### What the exercise asks
Report every line of the records beneath this task that holds the string "road".

Referring expression grounding data:
+ + +
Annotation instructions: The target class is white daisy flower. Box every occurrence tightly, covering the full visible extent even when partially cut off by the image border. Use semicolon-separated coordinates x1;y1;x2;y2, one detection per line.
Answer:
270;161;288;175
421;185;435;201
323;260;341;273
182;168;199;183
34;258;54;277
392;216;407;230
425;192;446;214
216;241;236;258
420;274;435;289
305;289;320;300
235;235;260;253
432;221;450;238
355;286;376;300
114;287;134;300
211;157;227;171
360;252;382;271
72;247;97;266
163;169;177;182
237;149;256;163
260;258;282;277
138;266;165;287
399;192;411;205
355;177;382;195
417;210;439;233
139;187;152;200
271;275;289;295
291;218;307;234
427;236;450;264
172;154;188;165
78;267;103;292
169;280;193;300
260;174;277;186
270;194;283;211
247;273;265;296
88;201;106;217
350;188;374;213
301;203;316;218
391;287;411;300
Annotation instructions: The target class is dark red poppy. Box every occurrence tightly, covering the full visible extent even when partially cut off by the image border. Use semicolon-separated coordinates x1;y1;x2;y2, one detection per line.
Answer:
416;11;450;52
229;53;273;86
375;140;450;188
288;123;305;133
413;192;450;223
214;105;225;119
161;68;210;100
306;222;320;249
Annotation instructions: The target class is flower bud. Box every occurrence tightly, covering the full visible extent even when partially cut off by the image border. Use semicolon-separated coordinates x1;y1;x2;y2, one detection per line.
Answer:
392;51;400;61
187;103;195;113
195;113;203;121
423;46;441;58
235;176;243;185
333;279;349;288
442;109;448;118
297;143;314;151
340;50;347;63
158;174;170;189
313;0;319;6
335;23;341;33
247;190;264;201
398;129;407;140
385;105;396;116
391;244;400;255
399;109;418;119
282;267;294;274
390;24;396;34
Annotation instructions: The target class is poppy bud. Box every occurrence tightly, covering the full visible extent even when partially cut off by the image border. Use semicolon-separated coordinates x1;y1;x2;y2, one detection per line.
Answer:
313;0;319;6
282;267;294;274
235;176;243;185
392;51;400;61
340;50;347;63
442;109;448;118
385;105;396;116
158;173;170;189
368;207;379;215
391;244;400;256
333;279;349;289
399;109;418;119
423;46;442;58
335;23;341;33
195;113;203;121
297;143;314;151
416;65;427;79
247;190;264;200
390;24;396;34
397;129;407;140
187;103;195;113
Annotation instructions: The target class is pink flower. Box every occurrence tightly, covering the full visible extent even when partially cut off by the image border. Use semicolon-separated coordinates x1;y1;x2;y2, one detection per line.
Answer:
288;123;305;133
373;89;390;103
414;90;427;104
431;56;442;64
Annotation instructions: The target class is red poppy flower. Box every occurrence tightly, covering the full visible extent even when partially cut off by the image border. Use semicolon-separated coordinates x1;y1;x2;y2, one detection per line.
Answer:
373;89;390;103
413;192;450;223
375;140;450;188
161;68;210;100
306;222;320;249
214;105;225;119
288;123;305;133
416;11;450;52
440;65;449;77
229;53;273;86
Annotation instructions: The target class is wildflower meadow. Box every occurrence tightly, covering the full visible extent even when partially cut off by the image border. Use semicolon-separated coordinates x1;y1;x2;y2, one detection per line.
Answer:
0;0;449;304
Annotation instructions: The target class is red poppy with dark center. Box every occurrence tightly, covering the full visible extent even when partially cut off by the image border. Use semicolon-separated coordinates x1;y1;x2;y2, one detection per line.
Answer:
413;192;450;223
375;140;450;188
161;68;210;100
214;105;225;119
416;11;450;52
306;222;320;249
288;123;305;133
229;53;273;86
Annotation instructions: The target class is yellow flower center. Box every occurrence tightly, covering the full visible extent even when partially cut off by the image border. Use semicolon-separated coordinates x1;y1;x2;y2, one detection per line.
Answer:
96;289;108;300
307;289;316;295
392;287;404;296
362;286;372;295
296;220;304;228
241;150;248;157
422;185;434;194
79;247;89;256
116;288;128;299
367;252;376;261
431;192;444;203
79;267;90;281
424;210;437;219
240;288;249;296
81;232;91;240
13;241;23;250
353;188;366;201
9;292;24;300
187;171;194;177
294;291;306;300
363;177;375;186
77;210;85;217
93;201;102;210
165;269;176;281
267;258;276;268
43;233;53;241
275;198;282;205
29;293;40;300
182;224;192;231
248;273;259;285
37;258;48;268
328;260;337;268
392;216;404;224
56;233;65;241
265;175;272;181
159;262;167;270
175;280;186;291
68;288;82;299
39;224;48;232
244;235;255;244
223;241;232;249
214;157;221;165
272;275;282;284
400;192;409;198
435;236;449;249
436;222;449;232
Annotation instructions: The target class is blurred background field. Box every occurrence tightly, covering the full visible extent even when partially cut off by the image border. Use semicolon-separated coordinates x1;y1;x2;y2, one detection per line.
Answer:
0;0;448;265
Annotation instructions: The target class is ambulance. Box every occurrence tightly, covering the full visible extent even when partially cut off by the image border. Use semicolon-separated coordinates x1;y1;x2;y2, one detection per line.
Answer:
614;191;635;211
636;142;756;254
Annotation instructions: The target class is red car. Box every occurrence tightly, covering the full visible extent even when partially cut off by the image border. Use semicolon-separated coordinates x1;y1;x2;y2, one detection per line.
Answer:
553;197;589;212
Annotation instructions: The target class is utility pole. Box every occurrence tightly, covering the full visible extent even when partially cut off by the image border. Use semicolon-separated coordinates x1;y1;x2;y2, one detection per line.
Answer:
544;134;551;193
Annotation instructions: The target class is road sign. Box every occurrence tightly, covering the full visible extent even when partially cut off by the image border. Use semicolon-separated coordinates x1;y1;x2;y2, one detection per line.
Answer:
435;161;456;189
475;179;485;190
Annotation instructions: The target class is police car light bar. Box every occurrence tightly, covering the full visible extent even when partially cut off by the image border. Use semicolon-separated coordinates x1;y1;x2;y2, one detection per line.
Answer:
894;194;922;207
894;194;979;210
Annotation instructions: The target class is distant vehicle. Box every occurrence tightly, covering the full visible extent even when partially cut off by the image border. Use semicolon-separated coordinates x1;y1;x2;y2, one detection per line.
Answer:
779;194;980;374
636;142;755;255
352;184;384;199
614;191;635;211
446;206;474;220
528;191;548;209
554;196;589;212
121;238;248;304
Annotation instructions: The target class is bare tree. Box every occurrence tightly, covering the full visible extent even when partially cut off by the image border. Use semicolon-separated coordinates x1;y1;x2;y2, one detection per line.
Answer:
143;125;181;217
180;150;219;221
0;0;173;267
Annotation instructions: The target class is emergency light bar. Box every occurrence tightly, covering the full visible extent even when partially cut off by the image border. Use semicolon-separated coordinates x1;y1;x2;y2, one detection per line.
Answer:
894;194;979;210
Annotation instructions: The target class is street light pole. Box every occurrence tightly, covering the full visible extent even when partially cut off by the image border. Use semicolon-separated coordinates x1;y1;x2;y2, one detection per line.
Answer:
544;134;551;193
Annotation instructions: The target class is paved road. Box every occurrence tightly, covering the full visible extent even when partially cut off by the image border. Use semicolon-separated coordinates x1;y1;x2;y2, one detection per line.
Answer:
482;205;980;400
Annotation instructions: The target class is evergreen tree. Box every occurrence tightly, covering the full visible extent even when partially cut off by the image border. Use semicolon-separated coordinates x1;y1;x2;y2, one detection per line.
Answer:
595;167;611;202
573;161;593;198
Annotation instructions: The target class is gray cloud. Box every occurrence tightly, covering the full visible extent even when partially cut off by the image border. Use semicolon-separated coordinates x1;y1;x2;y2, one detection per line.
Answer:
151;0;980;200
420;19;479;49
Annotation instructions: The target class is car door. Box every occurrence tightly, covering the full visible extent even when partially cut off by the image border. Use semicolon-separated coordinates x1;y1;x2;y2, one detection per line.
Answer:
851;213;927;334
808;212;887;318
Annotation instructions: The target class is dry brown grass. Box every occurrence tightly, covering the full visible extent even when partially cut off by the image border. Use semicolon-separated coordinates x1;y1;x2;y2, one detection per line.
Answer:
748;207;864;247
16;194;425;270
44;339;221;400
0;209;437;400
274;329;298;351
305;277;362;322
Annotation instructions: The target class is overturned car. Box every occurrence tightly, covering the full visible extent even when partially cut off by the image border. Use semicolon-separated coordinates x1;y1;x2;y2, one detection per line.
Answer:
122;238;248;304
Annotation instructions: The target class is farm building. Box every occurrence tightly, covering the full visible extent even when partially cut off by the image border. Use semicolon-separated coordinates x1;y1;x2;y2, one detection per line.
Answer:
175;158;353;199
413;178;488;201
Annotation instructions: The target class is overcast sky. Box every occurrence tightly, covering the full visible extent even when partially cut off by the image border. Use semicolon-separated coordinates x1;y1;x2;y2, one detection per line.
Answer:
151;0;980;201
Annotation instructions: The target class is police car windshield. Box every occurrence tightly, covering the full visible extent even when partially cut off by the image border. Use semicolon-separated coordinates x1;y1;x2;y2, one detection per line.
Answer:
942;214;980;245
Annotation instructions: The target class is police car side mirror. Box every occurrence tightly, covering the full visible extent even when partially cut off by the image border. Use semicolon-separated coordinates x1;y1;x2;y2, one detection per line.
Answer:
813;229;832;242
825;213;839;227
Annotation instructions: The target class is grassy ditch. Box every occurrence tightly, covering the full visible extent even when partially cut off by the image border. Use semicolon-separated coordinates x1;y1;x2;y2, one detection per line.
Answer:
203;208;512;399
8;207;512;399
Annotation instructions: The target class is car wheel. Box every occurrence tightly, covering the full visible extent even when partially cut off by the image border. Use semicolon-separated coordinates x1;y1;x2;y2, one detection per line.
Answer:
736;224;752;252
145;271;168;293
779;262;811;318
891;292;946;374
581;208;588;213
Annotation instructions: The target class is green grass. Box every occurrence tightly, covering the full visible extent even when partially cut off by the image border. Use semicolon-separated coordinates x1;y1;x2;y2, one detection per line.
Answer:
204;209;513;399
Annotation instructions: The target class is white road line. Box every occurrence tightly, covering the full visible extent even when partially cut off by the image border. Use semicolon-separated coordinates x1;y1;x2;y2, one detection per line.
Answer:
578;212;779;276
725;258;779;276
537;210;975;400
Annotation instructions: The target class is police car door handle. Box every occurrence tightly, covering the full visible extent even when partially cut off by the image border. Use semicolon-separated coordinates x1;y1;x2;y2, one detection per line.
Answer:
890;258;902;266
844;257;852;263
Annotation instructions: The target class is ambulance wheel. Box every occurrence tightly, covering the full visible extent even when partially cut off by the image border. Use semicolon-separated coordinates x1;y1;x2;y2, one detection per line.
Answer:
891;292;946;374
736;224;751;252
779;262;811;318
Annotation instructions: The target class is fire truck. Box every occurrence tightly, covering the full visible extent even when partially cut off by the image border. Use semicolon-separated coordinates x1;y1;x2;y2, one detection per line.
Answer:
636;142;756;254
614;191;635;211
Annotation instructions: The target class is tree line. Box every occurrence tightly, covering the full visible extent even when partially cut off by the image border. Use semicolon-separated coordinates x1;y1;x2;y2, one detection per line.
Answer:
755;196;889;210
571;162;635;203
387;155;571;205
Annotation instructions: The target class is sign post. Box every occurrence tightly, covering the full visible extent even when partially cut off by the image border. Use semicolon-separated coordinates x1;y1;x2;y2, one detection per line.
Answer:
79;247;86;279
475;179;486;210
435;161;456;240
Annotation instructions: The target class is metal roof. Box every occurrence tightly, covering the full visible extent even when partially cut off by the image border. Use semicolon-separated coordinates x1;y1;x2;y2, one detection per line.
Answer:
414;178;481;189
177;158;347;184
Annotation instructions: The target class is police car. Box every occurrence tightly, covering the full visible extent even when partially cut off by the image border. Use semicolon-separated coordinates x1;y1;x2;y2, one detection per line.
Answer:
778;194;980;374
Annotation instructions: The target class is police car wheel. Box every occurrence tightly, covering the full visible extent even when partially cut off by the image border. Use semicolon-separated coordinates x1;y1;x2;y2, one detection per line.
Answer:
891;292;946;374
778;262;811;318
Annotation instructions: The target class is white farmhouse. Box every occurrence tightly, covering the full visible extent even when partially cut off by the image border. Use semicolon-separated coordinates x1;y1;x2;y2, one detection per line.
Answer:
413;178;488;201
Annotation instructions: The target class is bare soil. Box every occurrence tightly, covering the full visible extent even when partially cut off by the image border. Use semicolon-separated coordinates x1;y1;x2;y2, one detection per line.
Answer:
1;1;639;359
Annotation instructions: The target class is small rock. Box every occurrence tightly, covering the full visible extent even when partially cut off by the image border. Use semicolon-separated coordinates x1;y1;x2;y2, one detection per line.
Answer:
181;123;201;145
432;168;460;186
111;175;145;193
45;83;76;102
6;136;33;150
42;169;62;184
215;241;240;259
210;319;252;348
+ + +
### Result
Annotation instructions: The target class is road sign. Box every occurrence tightly, covering the full visible extent even when partially cut off by the image border. Use semicolon-separated coordinates x1;y1;x2;y2, one detection per line.
Annotation instructions: The target class is paved road. Box every occurrence tightly, covering the full visible extent even when partially cut off by the image border. Use semicolon-separated coordinates x1;y1;x2;y2, one detection per line.
Annotation instructions: The target class is white road line. Box every occurrence tightly, covering the full visible extent even when partially cut off by the image border. Use semicolon-separated coordinates x1;y1;x2;y2, one detection per line.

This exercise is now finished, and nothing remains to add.